*** Opening Passage for review ***
Does an Assisted Suicide Provision Belong in an Estate Plan?

Does an Assisted Suicide Provision Belong in an Estate Plan?

The End of Life Option Act, California Health & Safety Code sections 443 et seq. (“EOLA”) sets forth extremely rigorous standards for a person to elect assisted suicide. EOLA appropriately requires multiple communications from the individual himself as well as his physicians. No one can make the election on behalf of anyone else. These safeguards provide essential protections for extremely vulnerable people. But as an estate planner, what do you do when a client emphatically wants his health care directive to reflect an election of assisted suicide?

Such decisions are nothing new to the estate planning arena. Many clients have watched loved ones suffer slow and agonizing deaths. They neither want that for themselves, nor to put their loved ones through the ordeal. For some of these people, it is not enough for their estate plan to say “don’t take extreme measures to keep me alive.” They want it to say, “be compassionate; help me die.” A few go so far as to develop their own informal assisted suicide plan.

Before EOLA, if a client told his/her estate planner that he/she had worked out a plan with a friend or family member to assist him/her when the time came, the only option was to tell the client that assisted suicide was illegal and that it could not be included in a health care directive. With the advent of EOLA, has this fundamental advice changed? Not really.

Right or wrong, there is no place for attorneys in the EOLA framework. The EOLA election requires findings by doctors and written statements by the individual at the time of the election. EOLA expressly states that an Advance Health Care Directive does not qualify as an appropriate documentation of the election:

“443.2. (a) An individual who is an adult with the capacity to make medical decisions and with a terminal disease may make a request to receive a prescription for an aid-in-dying drug if all of the following conditions are satisfied:
(1) The individual’s attending physician has diagnosed the individual with a terminal disease.
*** Closing Passage for review ***
*** Opening Material supplied ***
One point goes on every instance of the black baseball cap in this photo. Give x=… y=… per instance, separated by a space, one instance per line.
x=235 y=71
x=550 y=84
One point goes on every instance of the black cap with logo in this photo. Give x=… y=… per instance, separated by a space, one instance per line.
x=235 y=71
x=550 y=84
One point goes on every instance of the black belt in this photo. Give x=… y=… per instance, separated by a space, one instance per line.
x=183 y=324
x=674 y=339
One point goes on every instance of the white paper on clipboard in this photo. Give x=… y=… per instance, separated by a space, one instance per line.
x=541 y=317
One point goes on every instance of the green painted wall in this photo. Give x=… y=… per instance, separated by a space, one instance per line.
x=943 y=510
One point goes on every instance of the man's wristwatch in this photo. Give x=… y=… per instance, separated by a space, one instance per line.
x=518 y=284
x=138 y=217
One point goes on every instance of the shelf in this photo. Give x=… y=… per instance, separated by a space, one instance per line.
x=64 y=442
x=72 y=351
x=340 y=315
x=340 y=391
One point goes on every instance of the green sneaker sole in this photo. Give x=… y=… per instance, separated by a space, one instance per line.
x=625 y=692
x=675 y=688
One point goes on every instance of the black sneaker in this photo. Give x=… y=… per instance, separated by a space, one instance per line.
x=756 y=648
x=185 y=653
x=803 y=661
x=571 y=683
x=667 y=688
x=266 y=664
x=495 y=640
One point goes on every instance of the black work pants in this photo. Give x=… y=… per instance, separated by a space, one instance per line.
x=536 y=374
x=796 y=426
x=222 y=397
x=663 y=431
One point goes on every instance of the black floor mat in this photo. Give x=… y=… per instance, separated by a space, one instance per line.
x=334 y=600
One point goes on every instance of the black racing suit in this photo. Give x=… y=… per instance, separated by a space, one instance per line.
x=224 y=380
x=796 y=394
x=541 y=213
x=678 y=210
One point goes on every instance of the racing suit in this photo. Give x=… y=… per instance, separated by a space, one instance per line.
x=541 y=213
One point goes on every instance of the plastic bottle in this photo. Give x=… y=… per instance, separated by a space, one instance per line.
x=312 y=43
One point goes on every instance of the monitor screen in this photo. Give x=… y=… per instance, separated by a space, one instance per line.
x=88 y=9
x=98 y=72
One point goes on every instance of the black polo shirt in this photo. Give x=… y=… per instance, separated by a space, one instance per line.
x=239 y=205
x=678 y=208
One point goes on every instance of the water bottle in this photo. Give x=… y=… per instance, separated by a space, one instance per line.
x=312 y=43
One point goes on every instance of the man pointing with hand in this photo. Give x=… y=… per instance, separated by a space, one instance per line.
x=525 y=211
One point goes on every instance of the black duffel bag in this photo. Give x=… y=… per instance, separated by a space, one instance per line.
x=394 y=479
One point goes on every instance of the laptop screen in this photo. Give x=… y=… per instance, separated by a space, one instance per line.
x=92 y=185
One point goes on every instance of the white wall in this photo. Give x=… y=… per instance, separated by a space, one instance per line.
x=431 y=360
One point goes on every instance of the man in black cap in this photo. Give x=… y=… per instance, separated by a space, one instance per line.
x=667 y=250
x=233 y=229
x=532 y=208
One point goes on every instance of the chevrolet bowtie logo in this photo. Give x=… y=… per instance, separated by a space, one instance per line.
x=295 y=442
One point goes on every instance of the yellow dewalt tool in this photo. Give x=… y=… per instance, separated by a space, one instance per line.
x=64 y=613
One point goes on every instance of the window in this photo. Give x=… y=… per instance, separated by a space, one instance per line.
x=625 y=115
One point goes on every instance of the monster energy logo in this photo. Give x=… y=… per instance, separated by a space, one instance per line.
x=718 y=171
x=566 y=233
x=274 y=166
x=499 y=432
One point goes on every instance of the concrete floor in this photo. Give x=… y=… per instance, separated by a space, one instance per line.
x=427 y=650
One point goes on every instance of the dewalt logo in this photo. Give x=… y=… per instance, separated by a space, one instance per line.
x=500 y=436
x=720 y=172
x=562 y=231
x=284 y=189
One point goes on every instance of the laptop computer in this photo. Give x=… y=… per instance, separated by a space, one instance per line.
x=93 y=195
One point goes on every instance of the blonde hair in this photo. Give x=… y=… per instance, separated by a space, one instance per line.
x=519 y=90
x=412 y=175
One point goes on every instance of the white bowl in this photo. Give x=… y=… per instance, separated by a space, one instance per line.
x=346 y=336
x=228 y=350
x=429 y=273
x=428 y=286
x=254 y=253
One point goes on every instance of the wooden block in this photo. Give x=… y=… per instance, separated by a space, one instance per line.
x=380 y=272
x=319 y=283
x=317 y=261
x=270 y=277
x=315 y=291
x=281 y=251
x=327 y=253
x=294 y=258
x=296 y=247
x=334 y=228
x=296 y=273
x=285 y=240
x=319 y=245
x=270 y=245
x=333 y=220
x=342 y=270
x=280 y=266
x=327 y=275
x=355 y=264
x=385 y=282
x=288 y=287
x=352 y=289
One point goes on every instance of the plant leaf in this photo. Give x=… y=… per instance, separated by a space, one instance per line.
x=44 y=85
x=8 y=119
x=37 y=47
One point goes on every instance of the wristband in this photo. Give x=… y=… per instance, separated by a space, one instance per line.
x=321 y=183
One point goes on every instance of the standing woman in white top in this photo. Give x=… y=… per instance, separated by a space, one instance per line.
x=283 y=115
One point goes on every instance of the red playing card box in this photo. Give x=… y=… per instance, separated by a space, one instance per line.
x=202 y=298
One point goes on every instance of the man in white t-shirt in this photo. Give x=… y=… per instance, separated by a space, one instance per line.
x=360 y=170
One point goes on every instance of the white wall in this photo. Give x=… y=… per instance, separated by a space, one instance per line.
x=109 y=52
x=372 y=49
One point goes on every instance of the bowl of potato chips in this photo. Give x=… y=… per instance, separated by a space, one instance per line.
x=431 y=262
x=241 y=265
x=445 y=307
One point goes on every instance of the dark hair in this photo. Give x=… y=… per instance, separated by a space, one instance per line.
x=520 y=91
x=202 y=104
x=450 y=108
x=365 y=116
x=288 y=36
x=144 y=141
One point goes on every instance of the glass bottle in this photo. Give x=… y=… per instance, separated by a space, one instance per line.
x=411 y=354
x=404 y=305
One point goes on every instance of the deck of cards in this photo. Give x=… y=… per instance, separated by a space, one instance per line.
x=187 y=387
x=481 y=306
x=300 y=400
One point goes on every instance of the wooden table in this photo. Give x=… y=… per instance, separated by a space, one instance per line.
*** Closing Material supplied ***
=== To do ===
1) From the article on assisted suicide and estate plans, list every sentence that uses the word "EOLA".
2) Write out the part of the article on assisted suicide and estate plans that runs from "Before EOLA, if" up to and including "changed? Not really.".
You won't need the records for any of this.

=== Results in order ===
1)
1. The End of Life Option Act, California Health & Safety Code sections 443 et seq. (“EOLA”) sets forth extremely rigorous standards for a person to elect assisted suicide.
2. EOLA appropriately requires multiple communications from the individual himself as well as his physicians.
3. Before EOLA, if a client told his/her estate planner that he/she had worked out a plan with a friend or family member to assist him/her when the time came, the only option was to tell the client that assisted suicide was illegal and that it could not be included in a health care directive.
4. With the advent of EOLA, has this fundamental advice changed?
5. Right or wrong, there is no place for attorneys in the EOLA framework.
6. The EOLA election requires findings by doctors and written statements by the individual at the time of the election.
7. EOLA expressly states that an Advance Health Care Directive does not qualify as an appropriate documentation of the election:

2)
Before EOLA, if a client told his/her estate planner that he/she had worked out a plan with a friend or family member to assist him/her when the time came, the only option was to tell the client that assisted suicide was illegal and that it could not be included in a health care directive. With the advent of EOLA, has this fundamental advice changed? Not really.